▶ [Problem 1] Print the passage of the Trans Bhutan Trail article from "As with most" up to and including "and April 2022.", word for word.
▶ [Problem 2] According to the Trans Bhutan Trail article, how long is the trail's journey?
▶ [Problem 3] Pick up the Trans Bhutan Trail article after its last sentence and keep writing.

▶ [Provided text]
Trans Bhutan Trail set to reopen after 60 years, offering adventurers a 403km journey across the mountain kingdom’s rich ancient history
- The Bhutan government and a Canadian organisation worked together to rebuild the trail, which had been in a state of disrepair for six decades.
- Communities have created a network of high quality accommodation along the trail to make it ready and appealing for adventurous tourists and locals
Captivating, mysterious and seemingly idyllic, that’s Bhutan. The landlocked Himalayan kingdom at the roof of the world is on many an adventurous traveller’s bucket list of destinations.
As with most Asian countries Bhutan has been all but sealed off to international visitors for almost two years now because of the coronavirus pandemic. Many would-be travellers are waiting in anticipation of the country opening its doors to the outside world once again, which is expected to happen sometime between March and April 2022.
While the borders were sealed off there was a great deal of back-breaking physical groundwork being undertaken by the Tourism Council of Bhutan and the Canada Bhutan Foundation, who were ably helped by some 900-plus pandemic-furloughed workers.

▶ [Dataset extract]
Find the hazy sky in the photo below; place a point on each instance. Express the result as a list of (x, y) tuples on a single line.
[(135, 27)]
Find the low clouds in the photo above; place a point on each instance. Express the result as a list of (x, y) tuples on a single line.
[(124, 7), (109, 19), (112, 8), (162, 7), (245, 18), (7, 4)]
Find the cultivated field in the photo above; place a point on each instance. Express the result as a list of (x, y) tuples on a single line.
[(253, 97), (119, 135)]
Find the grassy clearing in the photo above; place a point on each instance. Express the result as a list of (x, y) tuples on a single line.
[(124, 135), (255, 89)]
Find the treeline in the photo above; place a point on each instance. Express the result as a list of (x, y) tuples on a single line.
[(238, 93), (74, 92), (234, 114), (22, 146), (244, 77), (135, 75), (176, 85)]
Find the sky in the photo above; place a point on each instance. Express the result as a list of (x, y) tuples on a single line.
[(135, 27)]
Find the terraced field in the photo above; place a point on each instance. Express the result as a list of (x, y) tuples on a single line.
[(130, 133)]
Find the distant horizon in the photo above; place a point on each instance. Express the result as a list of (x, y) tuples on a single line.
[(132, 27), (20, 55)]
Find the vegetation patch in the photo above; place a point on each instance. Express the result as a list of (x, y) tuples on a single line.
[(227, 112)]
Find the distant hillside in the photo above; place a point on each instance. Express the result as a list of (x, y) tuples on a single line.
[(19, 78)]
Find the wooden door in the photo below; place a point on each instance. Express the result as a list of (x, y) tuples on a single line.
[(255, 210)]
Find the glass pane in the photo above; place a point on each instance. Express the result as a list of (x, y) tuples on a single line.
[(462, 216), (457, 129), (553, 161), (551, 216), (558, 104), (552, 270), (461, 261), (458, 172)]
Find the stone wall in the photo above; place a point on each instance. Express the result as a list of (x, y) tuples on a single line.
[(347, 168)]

▶ [Task answer 1]
As with most Asian countries Bhutan has been all but sealed off to international visitors for almost two years now because of the coronavirus pandemic. Many would-be travellers are waiting in anticipation of the country opening its doors to the outside world once again, which is expected to happen sometime between March and April 2022.

▶ [Task answer 2] 403km.

▶ [Task answer 3]
Their task begun just before the pandemic struck, and that was to restore the historical and long lost route of the Trans Bhutan Trail. At the same time the remote local communities and regional governments along the way came together to create a network of high quality accommodation along the trail to make it ready and appealing for adventurous tourists and locals.
“It’s not often you can hike a historic trail that was used for millenniums by royals, monks, and traders,” Canadian tour provider G-Adventures, which is helping to promote the trail, says on its website. “In fact, it’s been 60 years. Until the 1960s, the Trans Bhutan Trail was the only real way to traverse the mountain kingdom of Bhutan before it fell into disuse.”